### Task to carry out
Which of the lines below hold "leaf"? Please return each one.

### Exercise materials
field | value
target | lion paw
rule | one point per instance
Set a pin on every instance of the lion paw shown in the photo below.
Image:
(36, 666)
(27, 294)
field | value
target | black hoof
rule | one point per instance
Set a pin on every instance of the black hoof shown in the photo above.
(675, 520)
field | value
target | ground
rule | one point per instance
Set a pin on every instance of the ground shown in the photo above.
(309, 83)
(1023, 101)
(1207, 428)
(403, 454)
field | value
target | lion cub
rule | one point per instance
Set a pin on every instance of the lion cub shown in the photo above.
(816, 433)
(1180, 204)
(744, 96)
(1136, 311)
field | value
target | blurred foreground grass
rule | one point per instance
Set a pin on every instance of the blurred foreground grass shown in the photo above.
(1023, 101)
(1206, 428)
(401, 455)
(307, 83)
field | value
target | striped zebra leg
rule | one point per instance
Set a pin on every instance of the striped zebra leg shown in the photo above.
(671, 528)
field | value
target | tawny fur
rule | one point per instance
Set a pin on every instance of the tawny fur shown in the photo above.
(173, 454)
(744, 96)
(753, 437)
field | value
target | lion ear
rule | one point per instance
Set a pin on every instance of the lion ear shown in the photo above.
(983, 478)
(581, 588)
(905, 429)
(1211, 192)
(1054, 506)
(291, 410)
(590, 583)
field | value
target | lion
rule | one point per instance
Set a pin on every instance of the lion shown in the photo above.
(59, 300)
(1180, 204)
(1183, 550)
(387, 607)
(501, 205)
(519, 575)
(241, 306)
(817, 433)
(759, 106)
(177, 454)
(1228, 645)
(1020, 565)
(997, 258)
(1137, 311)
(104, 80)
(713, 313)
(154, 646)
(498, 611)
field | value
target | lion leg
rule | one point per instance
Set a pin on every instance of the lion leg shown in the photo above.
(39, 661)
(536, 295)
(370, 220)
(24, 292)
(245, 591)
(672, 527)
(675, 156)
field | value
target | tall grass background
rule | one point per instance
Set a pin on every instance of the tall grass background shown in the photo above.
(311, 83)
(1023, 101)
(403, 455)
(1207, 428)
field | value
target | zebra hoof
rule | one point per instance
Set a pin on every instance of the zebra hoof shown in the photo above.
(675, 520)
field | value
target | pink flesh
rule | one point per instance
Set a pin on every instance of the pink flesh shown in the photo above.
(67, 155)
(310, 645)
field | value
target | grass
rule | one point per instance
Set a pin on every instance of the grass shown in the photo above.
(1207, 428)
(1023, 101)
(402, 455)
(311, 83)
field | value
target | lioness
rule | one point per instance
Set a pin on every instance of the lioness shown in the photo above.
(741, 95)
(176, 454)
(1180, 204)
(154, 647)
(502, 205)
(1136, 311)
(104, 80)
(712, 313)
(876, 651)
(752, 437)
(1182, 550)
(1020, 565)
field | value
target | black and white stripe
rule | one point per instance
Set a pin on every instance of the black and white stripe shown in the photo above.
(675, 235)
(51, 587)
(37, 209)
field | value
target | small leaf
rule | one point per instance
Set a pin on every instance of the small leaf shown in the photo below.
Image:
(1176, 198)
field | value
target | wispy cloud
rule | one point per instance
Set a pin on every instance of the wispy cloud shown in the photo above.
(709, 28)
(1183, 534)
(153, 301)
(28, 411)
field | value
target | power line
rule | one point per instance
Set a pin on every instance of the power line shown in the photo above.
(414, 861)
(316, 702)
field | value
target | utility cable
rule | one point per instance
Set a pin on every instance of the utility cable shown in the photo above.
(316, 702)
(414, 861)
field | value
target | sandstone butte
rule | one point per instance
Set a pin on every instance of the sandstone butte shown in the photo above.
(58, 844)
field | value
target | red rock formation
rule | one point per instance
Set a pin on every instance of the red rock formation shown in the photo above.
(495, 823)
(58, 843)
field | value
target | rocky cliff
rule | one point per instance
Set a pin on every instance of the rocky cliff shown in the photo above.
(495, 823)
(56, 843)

### Answer box
target | small leaf
Set a pin on every instance of the small leaf shown in the photo below.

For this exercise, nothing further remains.